● **TO BE DONE**
Reproduce this listing in full.

● **SUPPLIED RECORDS**

============

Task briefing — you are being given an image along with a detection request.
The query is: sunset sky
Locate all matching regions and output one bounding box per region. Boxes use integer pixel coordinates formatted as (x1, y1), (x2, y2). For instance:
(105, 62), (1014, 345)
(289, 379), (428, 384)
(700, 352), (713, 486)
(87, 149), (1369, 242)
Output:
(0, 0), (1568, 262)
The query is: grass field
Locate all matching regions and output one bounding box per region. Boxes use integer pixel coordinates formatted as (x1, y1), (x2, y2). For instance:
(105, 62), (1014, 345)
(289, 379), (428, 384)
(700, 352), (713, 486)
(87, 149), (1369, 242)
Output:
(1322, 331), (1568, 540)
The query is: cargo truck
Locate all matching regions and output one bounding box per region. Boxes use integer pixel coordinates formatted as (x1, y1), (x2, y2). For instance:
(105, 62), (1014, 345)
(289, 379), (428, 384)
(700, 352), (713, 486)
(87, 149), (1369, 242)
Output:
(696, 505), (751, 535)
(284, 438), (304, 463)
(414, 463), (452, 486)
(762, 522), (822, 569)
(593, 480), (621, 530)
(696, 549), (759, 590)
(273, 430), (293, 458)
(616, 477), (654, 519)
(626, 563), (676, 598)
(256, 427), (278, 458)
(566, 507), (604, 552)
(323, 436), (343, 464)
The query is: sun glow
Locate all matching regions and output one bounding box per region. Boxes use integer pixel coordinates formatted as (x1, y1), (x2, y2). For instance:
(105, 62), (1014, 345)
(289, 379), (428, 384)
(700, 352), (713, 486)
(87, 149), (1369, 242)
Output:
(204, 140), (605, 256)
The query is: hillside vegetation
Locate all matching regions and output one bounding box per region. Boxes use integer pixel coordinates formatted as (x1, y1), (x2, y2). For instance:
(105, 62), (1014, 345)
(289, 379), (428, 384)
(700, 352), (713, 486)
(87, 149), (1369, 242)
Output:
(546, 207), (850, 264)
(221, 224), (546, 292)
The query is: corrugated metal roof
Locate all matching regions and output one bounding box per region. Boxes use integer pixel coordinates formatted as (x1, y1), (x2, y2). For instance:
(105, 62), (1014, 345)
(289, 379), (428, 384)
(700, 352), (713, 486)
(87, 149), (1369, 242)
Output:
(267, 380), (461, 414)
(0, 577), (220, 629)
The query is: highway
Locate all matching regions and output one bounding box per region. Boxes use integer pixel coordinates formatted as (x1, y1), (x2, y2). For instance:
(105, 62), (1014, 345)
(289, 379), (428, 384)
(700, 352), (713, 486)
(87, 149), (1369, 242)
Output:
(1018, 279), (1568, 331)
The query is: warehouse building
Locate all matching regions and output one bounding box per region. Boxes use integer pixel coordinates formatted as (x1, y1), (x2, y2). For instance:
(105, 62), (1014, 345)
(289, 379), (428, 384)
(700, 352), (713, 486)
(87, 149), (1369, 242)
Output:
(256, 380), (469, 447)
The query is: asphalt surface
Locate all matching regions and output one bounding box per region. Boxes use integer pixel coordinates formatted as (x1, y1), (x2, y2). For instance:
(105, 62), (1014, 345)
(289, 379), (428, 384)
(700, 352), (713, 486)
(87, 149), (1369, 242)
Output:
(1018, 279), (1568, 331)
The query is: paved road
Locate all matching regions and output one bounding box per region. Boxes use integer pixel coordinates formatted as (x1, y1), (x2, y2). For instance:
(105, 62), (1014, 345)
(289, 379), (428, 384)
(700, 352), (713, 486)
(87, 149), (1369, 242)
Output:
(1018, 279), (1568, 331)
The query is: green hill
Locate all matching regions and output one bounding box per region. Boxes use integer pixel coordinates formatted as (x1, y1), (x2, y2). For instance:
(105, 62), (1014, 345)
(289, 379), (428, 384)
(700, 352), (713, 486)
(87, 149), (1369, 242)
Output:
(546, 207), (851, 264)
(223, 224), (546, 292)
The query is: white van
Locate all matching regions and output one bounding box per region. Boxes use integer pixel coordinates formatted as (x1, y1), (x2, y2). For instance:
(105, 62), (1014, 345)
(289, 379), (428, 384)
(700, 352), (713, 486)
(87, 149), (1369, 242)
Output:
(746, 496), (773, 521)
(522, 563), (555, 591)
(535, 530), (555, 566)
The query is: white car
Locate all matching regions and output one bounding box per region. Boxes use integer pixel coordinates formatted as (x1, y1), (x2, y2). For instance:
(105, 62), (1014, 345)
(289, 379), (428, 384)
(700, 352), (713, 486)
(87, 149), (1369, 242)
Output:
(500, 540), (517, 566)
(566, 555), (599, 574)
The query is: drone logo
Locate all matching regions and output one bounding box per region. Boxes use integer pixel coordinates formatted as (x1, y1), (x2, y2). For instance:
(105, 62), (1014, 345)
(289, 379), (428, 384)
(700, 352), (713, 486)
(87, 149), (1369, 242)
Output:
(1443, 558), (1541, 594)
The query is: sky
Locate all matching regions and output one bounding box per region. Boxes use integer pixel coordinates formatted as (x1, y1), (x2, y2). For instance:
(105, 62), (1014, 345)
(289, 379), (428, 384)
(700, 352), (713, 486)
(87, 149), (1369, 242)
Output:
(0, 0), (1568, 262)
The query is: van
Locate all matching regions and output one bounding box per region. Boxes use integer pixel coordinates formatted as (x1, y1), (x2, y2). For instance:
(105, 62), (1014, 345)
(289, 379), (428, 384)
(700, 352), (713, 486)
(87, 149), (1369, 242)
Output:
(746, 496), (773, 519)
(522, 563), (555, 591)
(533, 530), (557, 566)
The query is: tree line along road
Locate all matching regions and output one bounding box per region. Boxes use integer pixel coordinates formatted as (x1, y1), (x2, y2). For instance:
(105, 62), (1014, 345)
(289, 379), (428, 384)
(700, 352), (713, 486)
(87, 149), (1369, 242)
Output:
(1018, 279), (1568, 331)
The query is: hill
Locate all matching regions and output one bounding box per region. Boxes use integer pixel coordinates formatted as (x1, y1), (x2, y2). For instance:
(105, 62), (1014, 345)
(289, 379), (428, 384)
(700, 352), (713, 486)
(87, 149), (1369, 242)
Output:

============

● **COMPLETE ANSWER**
Task briefing — you are being given an image along with a detection request.
The query is: sunset sky
Locate all matching regions and output one bounding box per region. Boxes use integer pixel coordinates formatted as (x1, y1), (x2, y2). For instance:
(105, 62), (1014, 345)
(289, 379), (428, 384)
(700, 352), (713, 486)
(87, 149), (1369, 242)
Output:
(0, 0), (1568, 262)
The query is: grass field
Locate all matching regions and output one bounding box per region. Boxes use integer pixel coordinates formatted as (x1, y1), (x2, y2). For instance:
(105, 62), (1014, 345)
(289, 379), (428, 384)
(700, 352), (713, 486)
(87, 149), (1369, 242)
Output:
(1322, 331), (1568, 540)
The query is: cargo truck
Locate all matching regions and output one bounding box per region. Boxes use integer pixel coordinates formatted as (x1, y1), (x2, y2). For instance:
(105, 62), (1014, 345)
(289, 379), (428, 384)
(700, 352), (713, 486)
(87, 149), (1369, 242)
Output:
(696, 505), (751, 535)
(284, 438), (304, 463)
(414, 463), (452, 486)
(762, 522), (822, 569)
(593, 480), (621, 530)
(696, 549), (759, 590)
(273, 430), (293, 458)
(616, 477), (654, 519)
(626, 563), (676, 598)
(256, 427), (278, 458)
(566, 507), (604, 552)
(323, 436), (343, 464)
The query is: sun glow
Locate all matching regions and output one bounding box per region. Boxes use integer pixel coordinates formatted as (x1, y1), (x2, y2). For instance:
(105, 62), (1014, 345)
(289, 379), (428, 384)
(700, 352), (713, 486)
(87, 149), (1369, 242)
Output:
(204, 140), (605, 256)
The query is: hillside vegetation
Locate all matching regions and output one bounding box per region. Boxes use integer pixel coordinates formatted as (x1, y1), (x2, y2). For instance:
(105, 62), (1014, 345)
(289, 379), (428, 384)
(700, 352), (713, 486)
(87, 149), (1369, 242)
Output:
(546, 207), (850, 264)
(221, 224), (546, 292)
The query is: corrugated metal roof
Locate all matching regions and output one bounding box per region. Boxes use integer pixel coordinates formatted as (x1, y1), (x2, y2). For instance:
(105, 62), (1014, 345)
(289, 379), (428, 384)
(700, 352), (713, 486)
(87, 149), (1369, 242)
Output:
(267, 380), (461, 414)
(0, 577), (220, 629)
The query is: highway
Locate all matching regions and output one bounding box per region. Boxes use integer pixel coordinates formatted as (x1, y1), (x2, y2). For instance:
(105, 62), (1014, 345)
(289, 379), (428, 384)
(700, 352), (713, 486)
(87, 149), (1369, 242)
Output:
(1018, 279), (1568, 331)
The query is: warehouse building
Locate all matching regions and output one bounding box per region. Boxes use integer pixel coordinates formatted as (x1, y1), (x2, y2). For instance:
(105, 62), (1014, 345)
(289, 379), (428, 384)
(700, 352), (713, 486)
(87, 149), (1369, 242)
Output:
(256, 380), (469, 447)
The query is: asphalt surface
Locate all matching regions and output one bounding box per region. Boxes use integer pixel coordinates formatted as (x1, y1), (x2, y2). For instance:
(105, 62), (1014, 345)
(289, 379), (428, 384)
(700, 352), (713, 486)
(87, 149), (1369, 242)
Output:
(1018, 279), (1568, 331)
The query is: paved road
Locate all matching regions and output one bounding box per region. Boxes use integer pixel coordinates formatted as (x1, y1), (x2, y2). For instance:
(105, 62), (1014, 345)
(289, 379), (428, 384)
(700, 352), (713, 486)
(87, 149), (1369, 242)
Output:
(1018, 279), (1568, 331)
The query is: green hill
Locate all matching regions and output one bounding box per region. Boxes use integer pixel coordinates formatted as (x1, y1), (x2, y2). For instance:
(105, 62), (1014, 345)
(289, 379), (428, 384)
(700, 352), (713, 486)
(87, 149), (1369, 242)
Output:
(546, 207), (851, 264)
(223, 224), (546, 292)
The query is: white van
Locate all matching regions and output one bounding box per region. Boxes use integer pixel coordinates formatted as (x1, y1), (x2, y2). For instance:
(105, 62), (1014, 345)
(289, 379), (428, 384)
(700, 352), (713, 486)
(87, 149), (1369, 242)
Output:
(746, 496), (773, 521)
(522, 563), (555, 591)
(535, 530), (555, 566)
The query is: white car
Locate all matching regions and output one bounding box per region. Boxes use integer pixel coordinates formatted as (x1, y1), (x2, y2). For instance:
(105, 62), (1014, 345)
(289, 379), (428, 384)
(700, 352), (713, 486)
(87, 149), (1369, 242)
Output:
(500, 540), (517, 566)
(566, 555), (599, 574)
The query is: drone logo
Locate all matching regions and output one bounding box per region. Boxes use integer pixel coordinates formatted as (x1, y1), (x2, y2). For instance:
(105, 62), (1014, 345)
(289, 379), (428, 384)
(700, 352), (713, 486)
(87, 149), (1369, 242)
Output:
(1443, 558), (1541, 594)
The query is: sky
Locate all matching regions and output one bounding box per region. Boxes use integer pixel coordinates formatted as (x1, y1), (x2, y2). For instance:
(105, 62), (1014, 345)
(289, 379), (428, 384)
(700, 352), (713, 486)
(87, 149), (1369, 242)
Output:
(0, 0), (1568, 262)
The query is: van
Locate all matching regions and output one bounding box per region. Boxes use integer pixel coordinates formatted as (x1, y1), (x2, y2). For instance:
(105, 62), (1014, 345)
(289, 379), (428, 384)
(700, 352), (713, 486)
(87, 149), (1369, 242)
Output:
(746, 496), (773, 519)
(522, 563), (555, 591)
(533, 530), (557, 566)
The query is: tree line along road
Locate all matching regions and output one bounding box per region. Boxes use integer pixel coordinates formatted as (x1, y1), (x2, y2). For instance:
(105, 62), (1014, 345)
(289, 379), (428, 384)
(700, 352), (713, 486)
(87, 149), (1369, 242)
Output:
(1018, 279), (1568, 331)
The query is: hill
Locate all matching regions and output one bounding box per region. Boxes use integer pixel coordinates formatted as (x1, y1), (x2, y2). For instance:
(105, 62), (1014, 345)
(289, 379), (428, 384)
(700, 352), (713, 486)
(87, 149), (1369, 242)
Output:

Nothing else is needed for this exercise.